Aim: Copy the lines below verbatim, but only from the line containing "Locate every instance of the stone gravestone" through the end of the data.

--- start of Data listing ---

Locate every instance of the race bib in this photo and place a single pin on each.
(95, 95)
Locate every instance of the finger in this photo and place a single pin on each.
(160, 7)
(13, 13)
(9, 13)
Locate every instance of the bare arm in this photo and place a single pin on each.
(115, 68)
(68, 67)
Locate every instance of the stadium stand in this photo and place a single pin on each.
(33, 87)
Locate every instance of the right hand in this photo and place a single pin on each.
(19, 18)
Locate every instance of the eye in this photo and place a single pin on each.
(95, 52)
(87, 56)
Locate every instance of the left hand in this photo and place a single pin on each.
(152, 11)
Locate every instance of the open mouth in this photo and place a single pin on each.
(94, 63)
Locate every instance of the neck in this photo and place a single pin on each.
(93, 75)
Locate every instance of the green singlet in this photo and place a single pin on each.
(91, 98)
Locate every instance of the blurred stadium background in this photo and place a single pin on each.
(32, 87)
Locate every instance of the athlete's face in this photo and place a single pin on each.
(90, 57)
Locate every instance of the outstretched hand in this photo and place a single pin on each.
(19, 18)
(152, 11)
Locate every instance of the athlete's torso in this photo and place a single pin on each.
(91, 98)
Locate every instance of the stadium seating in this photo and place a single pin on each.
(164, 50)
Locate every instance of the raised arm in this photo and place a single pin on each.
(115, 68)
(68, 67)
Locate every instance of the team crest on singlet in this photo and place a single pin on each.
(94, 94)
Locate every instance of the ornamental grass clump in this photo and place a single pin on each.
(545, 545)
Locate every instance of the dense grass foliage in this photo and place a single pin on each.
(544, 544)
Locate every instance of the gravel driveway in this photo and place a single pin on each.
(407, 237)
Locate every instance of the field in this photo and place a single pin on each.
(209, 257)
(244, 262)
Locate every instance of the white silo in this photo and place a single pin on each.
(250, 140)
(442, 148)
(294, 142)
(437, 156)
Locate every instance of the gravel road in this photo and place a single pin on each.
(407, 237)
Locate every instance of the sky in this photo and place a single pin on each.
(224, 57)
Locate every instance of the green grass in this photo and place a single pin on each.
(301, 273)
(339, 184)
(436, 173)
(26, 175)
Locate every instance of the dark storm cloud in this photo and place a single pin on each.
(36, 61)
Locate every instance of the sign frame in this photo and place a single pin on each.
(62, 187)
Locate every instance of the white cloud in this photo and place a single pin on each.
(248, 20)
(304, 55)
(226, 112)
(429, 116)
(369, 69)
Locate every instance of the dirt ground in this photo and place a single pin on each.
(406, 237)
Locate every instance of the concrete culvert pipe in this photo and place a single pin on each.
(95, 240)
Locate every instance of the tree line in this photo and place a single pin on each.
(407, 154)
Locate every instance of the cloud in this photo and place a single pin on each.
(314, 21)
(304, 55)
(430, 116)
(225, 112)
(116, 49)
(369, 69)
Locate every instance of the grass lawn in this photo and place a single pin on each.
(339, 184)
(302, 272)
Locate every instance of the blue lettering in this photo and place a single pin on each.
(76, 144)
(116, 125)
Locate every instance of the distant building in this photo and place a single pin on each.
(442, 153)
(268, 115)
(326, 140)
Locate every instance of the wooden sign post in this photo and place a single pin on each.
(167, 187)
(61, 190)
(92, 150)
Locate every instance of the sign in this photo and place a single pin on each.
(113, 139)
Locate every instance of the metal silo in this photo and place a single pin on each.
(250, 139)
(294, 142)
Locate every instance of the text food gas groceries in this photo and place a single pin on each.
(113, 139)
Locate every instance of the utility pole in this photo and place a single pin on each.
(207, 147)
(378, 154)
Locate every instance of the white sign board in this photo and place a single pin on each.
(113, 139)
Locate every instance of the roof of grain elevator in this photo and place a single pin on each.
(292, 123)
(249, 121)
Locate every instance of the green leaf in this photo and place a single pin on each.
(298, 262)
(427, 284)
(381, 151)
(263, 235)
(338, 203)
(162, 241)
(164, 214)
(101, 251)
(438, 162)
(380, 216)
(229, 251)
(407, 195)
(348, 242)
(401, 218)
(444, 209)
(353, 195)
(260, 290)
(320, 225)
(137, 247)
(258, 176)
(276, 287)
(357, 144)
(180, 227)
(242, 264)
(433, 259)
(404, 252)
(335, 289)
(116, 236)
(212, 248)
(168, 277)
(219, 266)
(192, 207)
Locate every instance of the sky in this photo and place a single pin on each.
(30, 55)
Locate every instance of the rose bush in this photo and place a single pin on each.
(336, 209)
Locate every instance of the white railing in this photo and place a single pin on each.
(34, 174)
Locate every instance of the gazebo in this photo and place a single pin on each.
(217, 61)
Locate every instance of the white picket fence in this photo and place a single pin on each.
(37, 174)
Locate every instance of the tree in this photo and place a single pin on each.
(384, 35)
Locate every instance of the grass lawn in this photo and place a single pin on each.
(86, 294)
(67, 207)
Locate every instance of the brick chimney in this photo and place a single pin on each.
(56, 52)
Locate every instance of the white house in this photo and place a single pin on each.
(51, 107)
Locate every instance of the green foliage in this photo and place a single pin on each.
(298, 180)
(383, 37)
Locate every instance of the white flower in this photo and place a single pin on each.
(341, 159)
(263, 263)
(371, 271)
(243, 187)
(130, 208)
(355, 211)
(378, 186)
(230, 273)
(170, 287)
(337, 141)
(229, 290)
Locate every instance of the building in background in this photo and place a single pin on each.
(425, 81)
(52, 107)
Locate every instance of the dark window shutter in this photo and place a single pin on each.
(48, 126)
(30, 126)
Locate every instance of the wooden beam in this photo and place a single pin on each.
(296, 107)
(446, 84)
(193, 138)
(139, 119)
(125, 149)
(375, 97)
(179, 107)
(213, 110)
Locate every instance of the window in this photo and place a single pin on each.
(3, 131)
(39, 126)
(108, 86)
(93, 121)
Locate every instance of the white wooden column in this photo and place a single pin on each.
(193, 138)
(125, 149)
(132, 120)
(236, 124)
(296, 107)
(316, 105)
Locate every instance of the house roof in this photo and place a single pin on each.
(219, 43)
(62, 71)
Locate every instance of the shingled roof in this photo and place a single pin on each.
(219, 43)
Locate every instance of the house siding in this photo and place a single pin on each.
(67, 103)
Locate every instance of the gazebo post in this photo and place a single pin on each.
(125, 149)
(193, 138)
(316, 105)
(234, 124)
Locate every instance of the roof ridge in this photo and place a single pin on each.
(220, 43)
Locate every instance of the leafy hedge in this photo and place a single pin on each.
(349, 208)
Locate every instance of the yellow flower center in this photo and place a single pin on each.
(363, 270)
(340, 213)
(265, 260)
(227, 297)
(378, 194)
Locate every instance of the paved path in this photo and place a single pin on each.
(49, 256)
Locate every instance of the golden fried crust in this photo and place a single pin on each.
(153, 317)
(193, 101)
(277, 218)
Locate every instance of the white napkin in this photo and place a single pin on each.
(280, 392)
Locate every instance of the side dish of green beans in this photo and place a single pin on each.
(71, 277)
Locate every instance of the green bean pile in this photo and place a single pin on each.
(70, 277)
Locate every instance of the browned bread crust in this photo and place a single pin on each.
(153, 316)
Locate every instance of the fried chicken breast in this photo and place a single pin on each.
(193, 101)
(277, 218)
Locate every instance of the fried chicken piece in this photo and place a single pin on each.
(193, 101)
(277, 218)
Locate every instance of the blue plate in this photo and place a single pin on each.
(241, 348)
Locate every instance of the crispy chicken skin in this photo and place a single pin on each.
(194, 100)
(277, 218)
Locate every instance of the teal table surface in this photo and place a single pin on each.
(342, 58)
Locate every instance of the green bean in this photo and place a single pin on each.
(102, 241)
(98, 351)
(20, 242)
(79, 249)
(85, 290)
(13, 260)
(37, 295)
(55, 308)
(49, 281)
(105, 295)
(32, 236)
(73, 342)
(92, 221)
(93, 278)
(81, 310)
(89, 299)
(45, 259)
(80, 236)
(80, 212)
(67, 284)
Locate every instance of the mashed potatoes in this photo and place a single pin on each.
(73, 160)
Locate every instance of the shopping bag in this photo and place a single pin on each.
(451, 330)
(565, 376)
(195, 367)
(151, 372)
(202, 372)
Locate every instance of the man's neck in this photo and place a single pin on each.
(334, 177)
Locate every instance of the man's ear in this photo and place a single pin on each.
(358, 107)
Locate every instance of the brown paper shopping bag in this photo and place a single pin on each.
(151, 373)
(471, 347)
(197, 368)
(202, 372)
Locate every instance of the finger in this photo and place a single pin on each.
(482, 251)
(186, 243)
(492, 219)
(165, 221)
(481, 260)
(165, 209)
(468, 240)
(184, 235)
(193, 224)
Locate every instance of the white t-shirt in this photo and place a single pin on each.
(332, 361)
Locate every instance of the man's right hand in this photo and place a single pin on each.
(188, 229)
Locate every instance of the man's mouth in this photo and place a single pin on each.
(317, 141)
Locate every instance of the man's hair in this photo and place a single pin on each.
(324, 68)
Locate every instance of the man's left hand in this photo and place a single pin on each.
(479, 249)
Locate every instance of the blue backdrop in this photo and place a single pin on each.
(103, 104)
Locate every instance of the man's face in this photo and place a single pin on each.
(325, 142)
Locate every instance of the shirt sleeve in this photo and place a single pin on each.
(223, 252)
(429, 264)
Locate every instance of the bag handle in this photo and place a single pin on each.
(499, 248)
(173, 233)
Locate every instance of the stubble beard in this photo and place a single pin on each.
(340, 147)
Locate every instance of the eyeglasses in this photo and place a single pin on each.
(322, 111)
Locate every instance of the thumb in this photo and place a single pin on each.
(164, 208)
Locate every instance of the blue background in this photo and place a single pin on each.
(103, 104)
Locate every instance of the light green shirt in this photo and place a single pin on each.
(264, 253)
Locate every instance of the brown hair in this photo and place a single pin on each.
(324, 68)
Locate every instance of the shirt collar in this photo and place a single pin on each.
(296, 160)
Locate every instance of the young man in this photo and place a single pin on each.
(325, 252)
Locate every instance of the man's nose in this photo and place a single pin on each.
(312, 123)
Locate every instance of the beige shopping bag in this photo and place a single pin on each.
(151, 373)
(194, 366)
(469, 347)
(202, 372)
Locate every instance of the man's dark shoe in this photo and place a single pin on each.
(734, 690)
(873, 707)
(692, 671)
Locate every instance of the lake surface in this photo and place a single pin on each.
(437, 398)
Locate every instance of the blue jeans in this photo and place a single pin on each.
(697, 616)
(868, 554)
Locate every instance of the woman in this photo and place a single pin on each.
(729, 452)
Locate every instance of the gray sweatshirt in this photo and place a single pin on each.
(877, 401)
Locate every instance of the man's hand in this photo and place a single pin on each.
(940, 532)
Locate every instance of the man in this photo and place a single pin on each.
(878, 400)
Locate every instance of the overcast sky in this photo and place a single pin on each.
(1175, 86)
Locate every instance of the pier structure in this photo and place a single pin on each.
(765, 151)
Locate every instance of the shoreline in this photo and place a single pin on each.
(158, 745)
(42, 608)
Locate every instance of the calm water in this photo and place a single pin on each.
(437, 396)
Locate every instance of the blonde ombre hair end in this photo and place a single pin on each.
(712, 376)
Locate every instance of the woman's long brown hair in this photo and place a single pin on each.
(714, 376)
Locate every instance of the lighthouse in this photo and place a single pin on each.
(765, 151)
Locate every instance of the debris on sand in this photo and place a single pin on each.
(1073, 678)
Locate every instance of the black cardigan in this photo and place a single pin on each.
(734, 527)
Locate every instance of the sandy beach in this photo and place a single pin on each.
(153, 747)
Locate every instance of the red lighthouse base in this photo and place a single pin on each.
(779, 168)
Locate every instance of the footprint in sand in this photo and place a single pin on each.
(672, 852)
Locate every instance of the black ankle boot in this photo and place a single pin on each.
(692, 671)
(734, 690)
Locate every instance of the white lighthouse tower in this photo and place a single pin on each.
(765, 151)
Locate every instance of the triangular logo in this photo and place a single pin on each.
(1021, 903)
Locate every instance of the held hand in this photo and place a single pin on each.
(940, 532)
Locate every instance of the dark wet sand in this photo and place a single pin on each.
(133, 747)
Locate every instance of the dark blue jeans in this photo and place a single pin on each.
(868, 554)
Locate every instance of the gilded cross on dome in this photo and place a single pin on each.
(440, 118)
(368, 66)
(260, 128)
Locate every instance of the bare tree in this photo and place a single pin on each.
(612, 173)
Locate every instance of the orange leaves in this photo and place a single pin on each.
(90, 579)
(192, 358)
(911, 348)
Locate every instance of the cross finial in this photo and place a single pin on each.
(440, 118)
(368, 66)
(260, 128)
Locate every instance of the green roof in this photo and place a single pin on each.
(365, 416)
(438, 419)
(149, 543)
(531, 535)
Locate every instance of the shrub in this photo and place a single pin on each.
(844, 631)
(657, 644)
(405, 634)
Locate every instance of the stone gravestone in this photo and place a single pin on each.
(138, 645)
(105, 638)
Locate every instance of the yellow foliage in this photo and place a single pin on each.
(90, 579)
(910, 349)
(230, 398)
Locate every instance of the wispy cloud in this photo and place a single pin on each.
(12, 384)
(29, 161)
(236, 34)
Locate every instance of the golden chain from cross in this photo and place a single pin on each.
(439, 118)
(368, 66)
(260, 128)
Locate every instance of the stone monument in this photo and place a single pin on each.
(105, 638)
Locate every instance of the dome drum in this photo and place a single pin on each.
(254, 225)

--- end of Data listing ---

Answer to the exercise:
Locate every instance of the stone gravestone in this photo and place a single pin on each.
(138, 645)
(105, 638)
Locate every instance of the yellow foliage in this photo and place a single pin on each.
(90, 579)
(910, 349)
(230, 398)
Locate every instance of the wispy cloud in this photo and place a single pin on each.
(12, 384)
(29, 161)
(236, 34)
Locate every instance of the golden chain from cross in this photo and place a single pin on each.
(439, 118)
(368, 66)
(260, 128)
Locate every instance of the stone monument in this photo and place a single pin on each.
(105, 638)
Locate every instance of the dome drum in this photo and place a single pin on each.
(254, 225)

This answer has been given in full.